(Provided records)
++++++++

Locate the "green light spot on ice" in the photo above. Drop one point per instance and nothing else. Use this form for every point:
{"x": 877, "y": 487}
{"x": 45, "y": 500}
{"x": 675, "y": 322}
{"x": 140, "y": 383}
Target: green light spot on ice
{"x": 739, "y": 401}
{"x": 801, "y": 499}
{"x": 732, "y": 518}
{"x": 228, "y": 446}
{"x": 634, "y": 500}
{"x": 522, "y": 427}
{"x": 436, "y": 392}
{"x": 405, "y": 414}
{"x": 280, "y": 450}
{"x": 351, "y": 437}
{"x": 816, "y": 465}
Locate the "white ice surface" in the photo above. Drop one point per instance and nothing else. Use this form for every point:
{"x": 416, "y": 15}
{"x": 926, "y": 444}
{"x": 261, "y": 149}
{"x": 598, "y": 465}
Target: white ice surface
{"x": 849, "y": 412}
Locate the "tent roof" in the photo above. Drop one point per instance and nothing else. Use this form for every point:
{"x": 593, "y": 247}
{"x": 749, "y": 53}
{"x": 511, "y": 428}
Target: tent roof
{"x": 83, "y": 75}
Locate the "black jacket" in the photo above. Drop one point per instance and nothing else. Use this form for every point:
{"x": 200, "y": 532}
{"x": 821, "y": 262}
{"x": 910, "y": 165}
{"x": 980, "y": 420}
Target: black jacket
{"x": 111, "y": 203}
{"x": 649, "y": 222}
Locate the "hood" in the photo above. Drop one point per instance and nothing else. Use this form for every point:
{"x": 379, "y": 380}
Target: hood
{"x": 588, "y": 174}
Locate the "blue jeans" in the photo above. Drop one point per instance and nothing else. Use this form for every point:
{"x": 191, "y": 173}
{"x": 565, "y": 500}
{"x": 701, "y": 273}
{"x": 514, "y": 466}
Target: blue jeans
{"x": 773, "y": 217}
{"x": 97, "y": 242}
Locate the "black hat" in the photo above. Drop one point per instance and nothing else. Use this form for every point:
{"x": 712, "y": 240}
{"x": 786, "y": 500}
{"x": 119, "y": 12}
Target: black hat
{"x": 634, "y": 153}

++++++++

(Work to be completed)
Using the data above, print every record exactly as shown.

(Task output)
Locate the "green light spot on ice" in the photo above. Drop one point per instance and nothing else. Use this form for every point:
{"x": 877, "y": 487}
{"x": 45, "y": 500}
{"x": 675, "y": 322}
{"x": 140, "y": 383}
Target: green light spot on ice
{"x": 739, "y": 401}
{"x": 801, "y": 499}
{"x": 732, "y": 518}
{"x": 228, "y": 446}
{"x": 634, "y": 500}
{"x": 522, "y": 427}
{"x": 436, "y": 392}
{"x": 405, "y": 414}
{"x": 280, "y": 450}
{"x": 351, "y": 437}
{"x": 816, "y": 465}
Locate the "white ice surface" in the photo above. Drop one point per instance and nothing else. Use this form for every point:
{"x": 416, "y": 15}
{"x": 926, "y": 444}
{"x": 261, "y": 149}
{"x": 598, "y": 465}
Target: white ice surface
{"x": 849, "y": 412}
Locate the "tent roof" in the photo above. Drop one point per instance and nothing else. Use this form for every point:
{"x": 593, "y": 247}
{"x": 749, "y": 53}
{"x": 511, "y": 428}
Target: tent roof
{"x": 83, "y": 75}
Locate the "black jacket" in the photo above. Drop one point per instance and nothing else. Use this form for every point:
{"x": 200, "y": 532}
{"x": 821, "y": 262}
{"x": 910, "y": 165}
{"x": 980, "y": 420}
Target: black jacket
{"x": 111, "y": 203}
{"x": 649, "y": 222}
Locate the "hood" in the photo above. Drop one point per instance and nothing else. Use this form for every point:
{"x": 379, "y": 380}
Target: hood
{"x": 588, "y": 174}
Locate the "blue jeans" in the photo above. Drop one point per instance and nothing else. Use this form for every point:
{"x": 191, "y": 173}
{"x": 565, "y": 500}
{"x": 701, "y": 273}
{"x": 514, "y": 466}
Target: blue jeans
{"x": 773, "y": 217}
{"x": 97, "y": 242}
Locate the "black hat" in the photo above. Drop one point per instance and nothing else. Use this form for every point:
{"x": 712, "y": 240}
{"x": 786, "y": 500}
{"x": 119, "y": 12}
Target: black hat
{"x": 634, "y": 153}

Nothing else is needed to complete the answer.